=== Texto ===

As imagens têm sido partilhadas e repartilhadas nas redes sociais, alimentando a sensação de choque. Vídeos que mostram dezenas de jovens a derrubarem barreiras de segurança, na entrada de portas, empurrando-se e atropelando-se no processo. Carros de paramédicos a tentar passar pela multidão e a serem impedidos de socorrer quem precisava, porque alguém achou boa ideia dançar em cima do seu tejadilho. Pessoas estendidas no chão, a receber massagens cardíacas. Operadores de câmara que ignoram gritos de socorro. E, ao longe, a música vai tocando.
Poderíamos voltar a replicar todas essas imagens, mostrar uma vez mais aquilo que se passou na edição deste ano do festival Astroworld, mas os números falam – ou deveriam falar – mais que qualquer botão de play: oito mortos, entre eles um jovem de apenas 14 anos, e centenas de feridos. Tudo por culpa de um concerto, essa coisa que tanto nos faltou, a nós que amamos música, ao longo de ano, ano e meio de pandemia. Depois de tantas lágrimas, tantos cancelamentos e tantas perdas financeiras, a indústria da música ao vivo e os fãs de música ao vivo não mereciam acordar, ainda mal refeitos do nada que experienciaram por culpa de um maldito vírus, ao som de uma tragédia como esta.

=== Dados de entrada ===

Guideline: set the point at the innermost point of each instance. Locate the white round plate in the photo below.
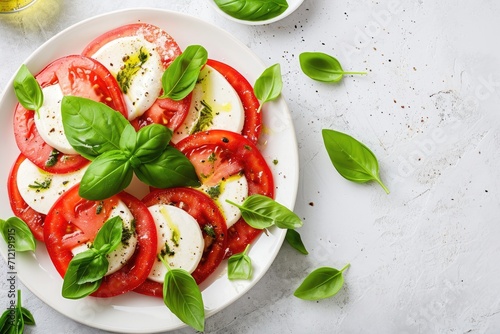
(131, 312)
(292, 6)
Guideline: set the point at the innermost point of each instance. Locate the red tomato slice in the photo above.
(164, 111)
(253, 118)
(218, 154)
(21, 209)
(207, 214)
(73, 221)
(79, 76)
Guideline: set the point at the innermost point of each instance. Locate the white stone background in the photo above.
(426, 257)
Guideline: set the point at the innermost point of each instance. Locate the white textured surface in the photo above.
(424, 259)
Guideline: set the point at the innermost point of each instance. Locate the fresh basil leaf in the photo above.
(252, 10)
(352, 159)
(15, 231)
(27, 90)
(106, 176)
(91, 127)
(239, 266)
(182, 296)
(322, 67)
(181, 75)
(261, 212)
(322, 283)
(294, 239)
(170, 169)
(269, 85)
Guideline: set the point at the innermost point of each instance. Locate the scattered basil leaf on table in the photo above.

===
=== Dados de entrada ===

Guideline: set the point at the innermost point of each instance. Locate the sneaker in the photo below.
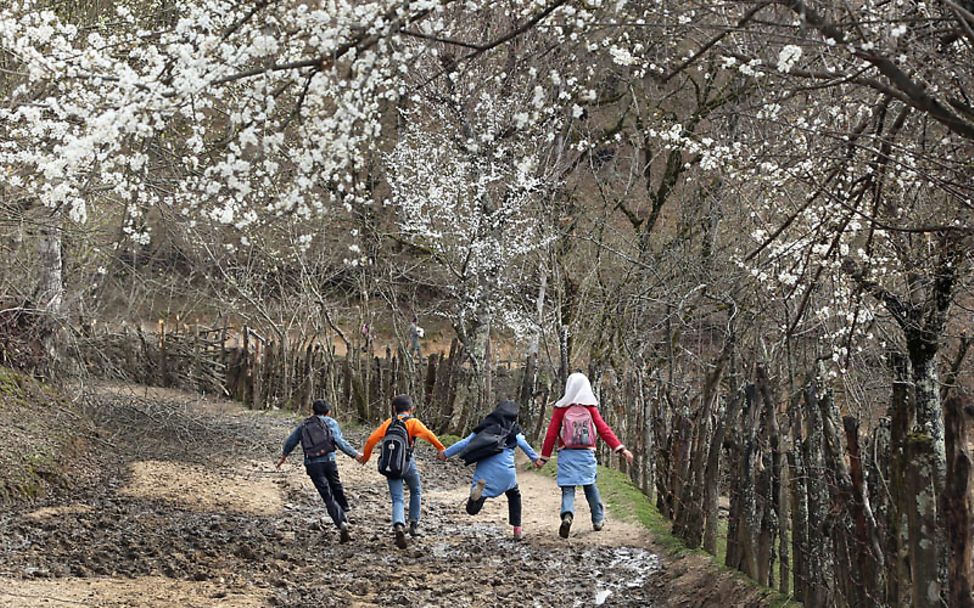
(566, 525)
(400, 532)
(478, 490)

===
=== Dados de entrada ===

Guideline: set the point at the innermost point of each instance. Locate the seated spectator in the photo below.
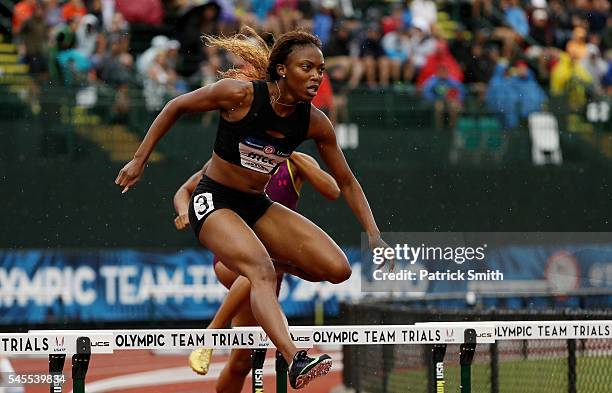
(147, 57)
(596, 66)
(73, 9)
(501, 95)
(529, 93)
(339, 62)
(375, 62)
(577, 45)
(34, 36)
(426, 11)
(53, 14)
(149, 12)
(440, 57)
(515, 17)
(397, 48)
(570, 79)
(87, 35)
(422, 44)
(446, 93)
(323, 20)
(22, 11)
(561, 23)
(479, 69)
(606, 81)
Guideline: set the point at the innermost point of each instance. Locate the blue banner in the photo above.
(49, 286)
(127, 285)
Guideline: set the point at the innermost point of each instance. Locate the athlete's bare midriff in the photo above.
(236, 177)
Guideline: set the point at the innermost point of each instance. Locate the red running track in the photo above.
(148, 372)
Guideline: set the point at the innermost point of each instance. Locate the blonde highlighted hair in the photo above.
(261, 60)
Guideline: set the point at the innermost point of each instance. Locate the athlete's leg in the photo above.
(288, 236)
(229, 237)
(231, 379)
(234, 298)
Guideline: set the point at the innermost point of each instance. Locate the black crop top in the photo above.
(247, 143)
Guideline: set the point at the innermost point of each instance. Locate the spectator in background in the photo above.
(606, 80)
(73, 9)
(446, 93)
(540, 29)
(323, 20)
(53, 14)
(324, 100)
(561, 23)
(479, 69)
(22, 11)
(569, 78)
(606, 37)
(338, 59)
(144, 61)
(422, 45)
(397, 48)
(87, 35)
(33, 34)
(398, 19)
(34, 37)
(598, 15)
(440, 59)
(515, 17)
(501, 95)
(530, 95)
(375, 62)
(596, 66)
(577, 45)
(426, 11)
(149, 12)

===

- [O que fazer]:
a – Traduza para o inglês a frase "E, ao longe, a música vai tocando.", tirada do texto sobre o festival Astroworld.
b – Resuma em duas frases o texto sobre o festival Astroworld.
c – Por favor, reproduza do texto sobre o festival Astroworld tudo o que vai desde "As imagens têm" até "música vai tocando.".

- [Respostas]:
a – And, in the distance, the music keeps playing.

b – Imagens partilhadas nas redes sociais mostram jovens a derrubar barreiras de segurança, paramédicos impedidos de socorrer quem precisava e pessoas a receber massagens cardíacas na edição deste ano do festival Astroworld. O resultado foram oito mortos, entre eles um jovem de 14 anos, e centenas de feridos, uma tragédia que a indústria e os fãs de música ao vivo não mereciam depois de ano e meio de pandemia.

c –
As imagens têm sido partilhadas e repartilhadas nas redes sociais, alimentando a sensação de choque. Vídeos que mostram dezenas de jovens a derrubarem barreiras de segurança, na entrada de portas, empurrando-se e atropelando-se no processo. Carros de paramédicos a tentar passar pela multidão e a serem impedidos de socorrer quem precisava, porque alguém achou boa ideia dançar em cima do seu tejadilho. Pessoas estendidas no chão, a receber massagens cardíacas. Operadores de câmara que ignoram gritos de socorro. E, ao longe, a música vai tocando.